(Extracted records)
——————
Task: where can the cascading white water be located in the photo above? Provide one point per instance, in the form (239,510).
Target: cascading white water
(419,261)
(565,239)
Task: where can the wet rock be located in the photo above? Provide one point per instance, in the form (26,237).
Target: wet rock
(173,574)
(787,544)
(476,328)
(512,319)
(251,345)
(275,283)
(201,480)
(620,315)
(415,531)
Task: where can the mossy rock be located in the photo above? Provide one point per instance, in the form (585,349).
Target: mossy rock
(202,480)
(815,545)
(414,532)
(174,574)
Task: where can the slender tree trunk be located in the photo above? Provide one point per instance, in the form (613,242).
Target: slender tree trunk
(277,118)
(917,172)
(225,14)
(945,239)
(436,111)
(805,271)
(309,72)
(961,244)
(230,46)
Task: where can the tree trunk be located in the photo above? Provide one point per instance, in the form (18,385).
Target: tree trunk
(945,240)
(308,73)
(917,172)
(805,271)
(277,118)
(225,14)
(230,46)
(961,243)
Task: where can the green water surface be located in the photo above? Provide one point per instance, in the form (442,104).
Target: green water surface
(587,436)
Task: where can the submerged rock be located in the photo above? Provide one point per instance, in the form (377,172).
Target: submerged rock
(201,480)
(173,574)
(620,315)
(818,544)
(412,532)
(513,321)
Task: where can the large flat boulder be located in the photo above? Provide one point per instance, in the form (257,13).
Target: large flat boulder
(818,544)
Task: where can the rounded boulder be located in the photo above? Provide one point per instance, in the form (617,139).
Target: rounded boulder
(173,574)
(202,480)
——————
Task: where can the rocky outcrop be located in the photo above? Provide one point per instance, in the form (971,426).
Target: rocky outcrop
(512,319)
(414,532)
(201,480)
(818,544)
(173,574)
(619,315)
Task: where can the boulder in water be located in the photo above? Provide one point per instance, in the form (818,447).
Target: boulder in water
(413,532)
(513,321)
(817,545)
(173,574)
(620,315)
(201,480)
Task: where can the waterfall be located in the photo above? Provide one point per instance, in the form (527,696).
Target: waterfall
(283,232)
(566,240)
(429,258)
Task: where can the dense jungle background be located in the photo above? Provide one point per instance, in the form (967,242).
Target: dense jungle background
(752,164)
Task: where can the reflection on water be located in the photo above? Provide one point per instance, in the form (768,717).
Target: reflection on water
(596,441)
——————
▸ **TO DO**
The response must hold only the lines above from the line with "Target: rocky outcrop" through the line with "Task: where can the waterfall", each copied exactly, both ends kept.

▸ **RESULT OF THE EXERCISE**
Target: rocky outcrop
(512,319)
(414,532)
(201,480)
(818,544)
(173,574)
(619,315)
Task: where can the boulder in water be located in the photo above? Provide one point per instance, in the form (818,447).
Target: boulder in water
(413,532)
(513,321)
(817,545)
(173,574)
(620,315)
(201,480)
Task: where can the waterfall be located in the photo above? Provide one point per instance, in the form (527,696).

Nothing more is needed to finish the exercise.